* START Task material *

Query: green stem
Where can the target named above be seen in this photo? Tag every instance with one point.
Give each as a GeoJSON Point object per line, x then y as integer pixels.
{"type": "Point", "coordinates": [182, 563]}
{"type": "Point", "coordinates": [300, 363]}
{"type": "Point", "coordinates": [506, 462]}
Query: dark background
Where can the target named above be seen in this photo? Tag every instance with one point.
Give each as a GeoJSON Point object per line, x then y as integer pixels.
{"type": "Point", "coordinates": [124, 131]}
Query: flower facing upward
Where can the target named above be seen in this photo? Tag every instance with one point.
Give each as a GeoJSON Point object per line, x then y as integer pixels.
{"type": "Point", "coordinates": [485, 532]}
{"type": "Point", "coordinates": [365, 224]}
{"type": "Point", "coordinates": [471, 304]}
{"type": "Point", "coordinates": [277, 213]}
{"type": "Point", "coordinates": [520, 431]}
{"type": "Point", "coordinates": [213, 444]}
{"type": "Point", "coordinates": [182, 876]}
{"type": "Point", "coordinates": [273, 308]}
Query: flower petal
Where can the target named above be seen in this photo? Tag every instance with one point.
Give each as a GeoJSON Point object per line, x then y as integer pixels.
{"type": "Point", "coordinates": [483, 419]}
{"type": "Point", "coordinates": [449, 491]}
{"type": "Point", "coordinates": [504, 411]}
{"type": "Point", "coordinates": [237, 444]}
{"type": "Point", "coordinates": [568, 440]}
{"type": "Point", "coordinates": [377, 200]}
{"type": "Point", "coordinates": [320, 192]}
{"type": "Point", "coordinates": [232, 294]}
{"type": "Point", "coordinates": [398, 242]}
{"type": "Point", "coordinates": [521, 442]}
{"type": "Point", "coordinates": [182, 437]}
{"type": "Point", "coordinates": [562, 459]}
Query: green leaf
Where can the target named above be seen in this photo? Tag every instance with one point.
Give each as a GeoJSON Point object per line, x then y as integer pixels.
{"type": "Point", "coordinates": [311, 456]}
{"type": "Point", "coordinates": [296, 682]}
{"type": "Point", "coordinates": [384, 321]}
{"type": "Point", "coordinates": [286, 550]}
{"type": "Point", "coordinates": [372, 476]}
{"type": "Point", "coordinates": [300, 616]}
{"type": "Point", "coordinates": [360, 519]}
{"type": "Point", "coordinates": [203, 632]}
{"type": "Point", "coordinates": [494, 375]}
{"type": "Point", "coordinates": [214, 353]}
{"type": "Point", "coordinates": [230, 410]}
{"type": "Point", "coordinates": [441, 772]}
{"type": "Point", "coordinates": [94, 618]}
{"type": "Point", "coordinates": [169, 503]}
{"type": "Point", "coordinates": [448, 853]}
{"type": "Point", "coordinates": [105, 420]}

* END Task material *

Given task
Restate each entry exactly, skipping none.

In response
Query: green stem
Where can the target named above be seen in this photo? Tag every instance with one point.
Give each as a GeoJSON Point object per line, x then y as integer pixels.
{"type": "Point", "coordinates": [182, 563]}
{"type": "Point", "coordinates": [300, 363]}
{"type": "Point", "coordinates": [506, 462]}
Query: dark background
Where can the target named above be seen in this photo? Tag every instance with one point.
Give each as a GeoJSON Point object per line, x then y as integer pixels.
{"type": "Point", "coordinates": [124, 131]}
Query: flower facing upward
Where can the target named above be seen in this photo? Tag every instance with one point.
Give each as a GeoJSON Point object per line, x then y as integer pixels.
{"type": "Point", "coordinates": [485, 532]}
{"type": "Point", "coordinates": [365, 224]}
{"type": "Point", "coordinates": [471, 304]}
{"type": "Point", "coordinates": [277, 213]}
{"type": "Point", "coordinates": [520, 431]}
{"type": "Point", "coordinates": [213, 444]}
{"type": "Point", "coordinates": [182, 876]}
{"type": "Point", "coordinates": [273, 308]}
Query: flower petal
Where can the target named above be seen in this photo? Tag every instance with one point.
Give each as a GeoJSON Point object per line, x then y as integer pixels.
{"type": "Point", "coordinates": [483, 419]}
{"type": "Point", "coordinates": [449, 491]}
{"type": "Point", "coordinates": [504, 411]}
{"type": "Point", "coordinates": [237, 444]}
{"type": "Point", "coordinates": [568, 440]}
{"type": "Point", "coordinates": [377, 200]}
{"type": "Point", "coordinates": [320, 192]}
{"type": "Point", "coordinates": [232, 294]}
{"type": "Point", "coordinates": [398, 242]}
{"type": "Point", "coordinates": [521, 442]}
{"type": "Point", "coordinates": [182, 437]}
{"type": "Point", "coordinates": [562, 459]}
Query: green leaf
Where can the target named above be seen in this photo? Tag every instance with one point.
Give each as a GeoJSON Point object per line, x then y as integer pixels.
{"type": "Point", "coordinates": [311, 456]}
{"type": "Point", "coordinates": [296, 682]}
{"type": "Point", "coordinates": [384, 321]}
{"type": "Point", "coordinates": [286, 550]}
{"type": "Point", "coordinates": [372, 476]}
{"type": "Point", "coordinates": [300, 616]}
{"type": "Point", "coordinates": [360, 519]}
{"type": "Point", "coordinates": [203, 632]}
{"type": "Point", "coordinates": [494, 375]}
{"type": "Point", "coordinates": [214, 353]}
{"type": "Point", "coordinates": [230, 410]}
{"type": "Point", "coordinates": [441, 772]}
{"type": "Point", "coordinates": [94, 618]}
{"type": "Point", "coordinates": [169, 503]}
{"type": "Point", "coordinates": [448, 853]}
{"type": "Point", "coordinates": [105, 420]}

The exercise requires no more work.